● **ПРИВЕДЕННЫЙ ОТРЫВОК**:
* * * * * * *
В то же время не следует преувеличивать сходство между Японией и Германией, особенно после Второй мировой войны. С той поры Германия претерпела серьезнейшие культурные изменения, в результате чего стала более открытым и индивидуалистичным обществом, чем Япония. Тем не менее культурные традиции обеих стран легли в основу схожих экономических систем.

Необходимо отметить, что в Восточной Германии культурная преемственность серьезно пострадала за время коммунистического правления. Многие немцы, и западные и восточные, после объединения Германии были сильно удивлены множеством разделявших их культурных отличий. Управляющие на западе говорили, что их турецким рабочим в большей мере свойственны классические немецкие добродетели (например, трудовая этика и самодисциплина), чем немцам, выросшим при коммунизме. Со своей стороны, в условиях посткоммунистического мира, в своих устремлениях, тревогах и реакциях, восточные немцы чувствовали себя в большем родстве с поляками, русскими и болгарами. Это лишний раз говорит о том, что культура не есть что-то незыблемое и первобытное — под влиянием постоянно меняющихся политических и прочих обстоятельств меняется и она сама.

С 1840-х годов, когда раздробленные германские княжества всерьез включились в процесс индустриализации, для немецкой экономики стало характерно присутствие большого числа крупных компаний.

Как показано в таблице 1 в начале главы 14, с точки зрения абсолютного размера немецкие фирмы на сегодняшний день самые крупные в Европе. И только из-за большого размера немецкой экономики в целом общий вклад 10 или 20 крупнейших немецких компаний в общую занятость населения меньше, чем в некоторых других европейских странах; однако он все же больше, чем в других двух странах с гигантскими корпорациями — Соединенных Штатах и Японии.

Исторически эта разница в размере была выражена даже больше. Поскольку в то самое время, как американские суды и администрации боролись с трестами, немецкие суды поддерживали слияния и образования картелей, гигантские немецкие фирмы, работающие в таких ключевых секторах, как химическая или сталелитейная промышленность, оказались значительно больше своих ближайших международных конкурентов. К примеру, в 1925 году крупнейшие немецкие химические компании — «Bayer», «Hoechst» и «BASF» («Badische Analin und Soda Fabrik») слились в единый концерн, названный «IG Farbenindustrie». В то время немецкая химическая промышленность была самой крупной и развитой в мире, и на фоне «IG Farbenindustrie» ее самые крупные конкуренты, американская «Du Pont» и швейцарская предшественница нынешней «Ciba-Geigy», стали выглядеть просто карликами. Годом позже большинство предприятий мощной немецкой сталелитейной промышленности были реорганизованы в единую компанию «Vereinigte Stahlwerke». Эти громадные концерны были распущены только после Второй мировой войны оккупационными властями союзников — в то же время и по тем же причинам, что и японские дзайбацу. «Vereinigte Stahlwerke» была реорганизована в 13 независимых компаний, а «IG Farbenindustrie» распалась на три свои изначальные составляющие. Хотя немецкие IG (Jnteressengemeinschaften, «сообщества по интересам»), в отличие от дзайбацу, так никогда и не воссоединились, «Bayer», «Hoechst» и «BASF» остались крупнейшими и влиятельнейшими игроками на мировом рынке химической и фармацевтической продукции. Как и в Японии, в послевоенный период было принято американского типа антитрестовое законодательство, однако эта мера не смогла помешать развитию крупных фирм и созданию системы олигополии(2)*.
* * * * * * *
Записи из коллекции
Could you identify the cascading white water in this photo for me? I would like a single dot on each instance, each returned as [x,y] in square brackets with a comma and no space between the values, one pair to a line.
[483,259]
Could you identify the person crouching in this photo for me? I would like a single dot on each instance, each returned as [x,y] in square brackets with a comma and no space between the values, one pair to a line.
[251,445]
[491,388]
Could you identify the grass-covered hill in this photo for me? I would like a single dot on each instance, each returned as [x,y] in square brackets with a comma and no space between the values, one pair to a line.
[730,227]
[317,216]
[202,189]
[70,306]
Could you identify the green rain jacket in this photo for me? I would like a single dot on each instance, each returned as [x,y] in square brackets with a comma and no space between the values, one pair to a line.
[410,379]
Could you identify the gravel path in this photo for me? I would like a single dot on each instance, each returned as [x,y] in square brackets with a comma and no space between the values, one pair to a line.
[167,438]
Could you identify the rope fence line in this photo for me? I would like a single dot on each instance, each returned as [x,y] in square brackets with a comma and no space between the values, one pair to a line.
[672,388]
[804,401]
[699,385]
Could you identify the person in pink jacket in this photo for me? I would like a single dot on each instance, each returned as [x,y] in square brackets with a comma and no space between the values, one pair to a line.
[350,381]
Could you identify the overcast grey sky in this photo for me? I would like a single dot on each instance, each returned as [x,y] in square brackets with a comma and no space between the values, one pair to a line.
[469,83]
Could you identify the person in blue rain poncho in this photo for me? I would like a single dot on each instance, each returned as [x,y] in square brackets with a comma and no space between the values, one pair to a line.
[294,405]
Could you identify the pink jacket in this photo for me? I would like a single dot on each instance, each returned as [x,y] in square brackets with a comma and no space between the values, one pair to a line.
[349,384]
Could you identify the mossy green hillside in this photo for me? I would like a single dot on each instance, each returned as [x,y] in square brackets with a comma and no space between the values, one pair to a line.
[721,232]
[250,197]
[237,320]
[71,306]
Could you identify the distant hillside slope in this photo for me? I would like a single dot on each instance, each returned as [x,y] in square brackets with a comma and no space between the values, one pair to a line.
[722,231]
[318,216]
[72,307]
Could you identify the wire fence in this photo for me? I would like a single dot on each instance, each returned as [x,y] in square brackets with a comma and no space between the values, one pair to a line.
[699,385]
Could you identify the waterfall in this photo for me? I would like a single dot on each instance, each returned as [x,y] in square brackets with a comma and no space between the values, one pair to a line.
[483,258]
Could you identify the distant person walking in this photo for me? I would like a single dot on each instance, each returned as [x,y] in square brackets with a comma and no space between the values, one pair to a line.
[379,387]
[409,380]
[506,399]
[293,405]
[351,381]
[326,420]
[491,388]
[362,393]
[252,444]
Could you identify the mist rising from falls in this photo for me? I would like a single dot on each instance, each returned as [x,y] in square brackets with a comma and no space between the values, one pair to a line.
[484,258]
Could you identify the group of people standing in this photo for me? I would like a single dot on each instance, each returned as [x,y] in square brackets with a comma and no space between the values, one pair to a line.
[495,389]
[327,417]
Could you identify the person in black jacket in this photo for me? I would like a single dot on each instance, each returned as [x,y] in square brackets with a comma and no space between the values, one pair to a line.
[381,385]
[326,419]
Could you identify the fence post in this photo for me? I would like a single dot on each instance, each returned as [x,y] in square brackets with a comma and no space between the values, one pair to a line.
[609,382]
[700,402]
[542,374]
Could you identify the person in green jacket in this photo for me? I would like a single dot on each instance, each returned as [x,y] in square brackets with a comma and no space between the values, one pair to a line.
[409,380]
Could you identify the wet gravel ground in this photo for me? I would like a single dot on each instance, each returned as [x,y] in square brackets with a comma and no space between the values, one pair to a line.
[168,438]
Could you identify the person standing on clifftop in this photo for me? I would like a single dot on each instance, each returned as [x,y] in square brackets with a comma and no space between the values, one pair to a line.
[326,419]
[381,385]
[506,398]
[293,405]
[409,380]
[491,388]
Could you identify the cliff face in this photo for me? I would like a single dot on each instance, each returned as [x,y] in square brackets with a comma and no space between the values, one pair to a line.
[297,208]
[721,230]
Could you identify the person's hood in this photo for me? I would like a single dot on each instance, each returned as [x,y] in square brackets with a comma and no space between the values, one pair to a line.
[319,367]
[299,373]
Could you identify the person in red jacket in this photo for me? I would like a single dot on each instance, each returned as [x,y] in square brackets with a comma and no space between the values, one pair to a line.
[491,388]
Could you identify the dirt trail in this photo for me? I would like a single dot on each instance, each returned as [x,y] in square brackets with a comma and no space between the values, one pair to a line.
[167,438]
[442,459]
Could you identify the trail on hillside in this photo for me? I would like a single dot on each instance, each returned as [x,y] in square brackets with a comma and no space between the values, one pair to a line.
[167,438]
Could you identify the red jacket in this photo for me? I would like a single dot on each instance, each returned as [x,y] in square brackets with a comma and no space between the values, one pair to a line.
* * * * * * *
● **ЗАДАНИЯ**:
- A) В каком году крупнейшие немецкие химические компании слились в концерн «IG Farbenindustrie», согласно отрывку о Германии и Японии?
- B) Напечатайте фрагмент отрывка о Германии и Японии от слов «С 1840-х годов, когда» до слов «Штатах и Японии.».
- C) Продолжите отрывок о Германии и Японии, начиная сразу после его последнего предложения.

● **ОТВЕТЫ К ЗАДАНИЯМ**:
- A) В 1925 году.

- B)
С 1840-х годов, когда раздробленные германские княжества всерьез включились в процесс индустриализации, для немецкой экономики стало характерно присутствие большого числа крупных компаний.

Как показано в таблице 1 в начале главы 14, с точки зрения абсолютного размера немецкие фирмы на сегодняшний день самые крупные в Европе. И только из-за большого размера немецкой экономики в целом общий вклад 10 или 20 крупнейших немецких компаний в общую занятость населения меньше, чем в некоторых других европейских странах; однако он все же больше, чем в других двух странах с гигантскими корпорациями — Соединенных Штатах и Японии.

- C)
Причина, по которой в Германии существует большое количество крупных фирм, та же, что в Японии, и, как мы увидим в дальнейшем, в США: Германия очень быстро перешла от семейной организации бизнеса к профессиональному управлению, создав рационально организованные и ставшие вскоре долговременными институтами административные иерархии. Корпоративная форма организации родилась здесь в течение второй половины XIX века, приблизительно тогда же, когда ее осваивали американцы.

В других европейских странах переход от крупного семейного бизнеса к корпорации свершился гораздо позже. Скажем, в Англии, а также во Франции и Италии крупные компании, остающиеся не только в семейной собственности, но и в управлении, существовали еще после Второй мировой войны. (Голландия, Швейцария и Швеция совершили этот переход сразу после Германии, и сейчас в этих небольших странах базируются такие столпы мировой экономики, как «Royal Dutch/Shell», «Phillips Electronics», «Nestle», «ABB Asea Brown Boveri». Однако это отдельная история.) Существует множество примеров превращения немецких предприятий в огромные международные концерны за какую-то пару десятилетий. Так, компания «Deutsche Edison-Gesellschaft», основанная Эмилем Ратенау в 1883 году для реализации недавно купленных им эдисоновских патентов, к 1990-му, сменив название на «Allgemeine Elektrisitats-Gesellschaft» («AEG»), имела уже 42 представительства в Германии, 37 — в Европе и 38 — за океаном(3)*. Завод под Берлином, построенный другим электротехническим гигантом, компанией «Siemens», Альфред Чендлер описывает следующими словами:

К 1913 году берлинский «Siemensstadt» превратился в самый большой и разветвленный промышленный комплекс, управляемый из одного центра, в мире. Ничего подобного не было ни в США, ни в Великобритании. Контраст между «Siemens» и «General Electric» поразителен. Подобный комплекс мог бы появиться в Соединенных Штатах, только если бы заводы «GE» в Шенектэди (штат Нью-Йорк), Линне и Питтсфилде (штат Массачусетс), Гаррисоне (штат Нью-Джерси) и Эри (штат Пенсильвания) расположились бы в одном месте с крупным чикагским заводом компании «Western Electric», выпускающим почти все телефонное оборудование в Америке, и это место, вдобавок, находилось бы по соседству с нью-йоркской 125-й улицей или рядом с вашингтонским парком «Рок-Крик»(4)*.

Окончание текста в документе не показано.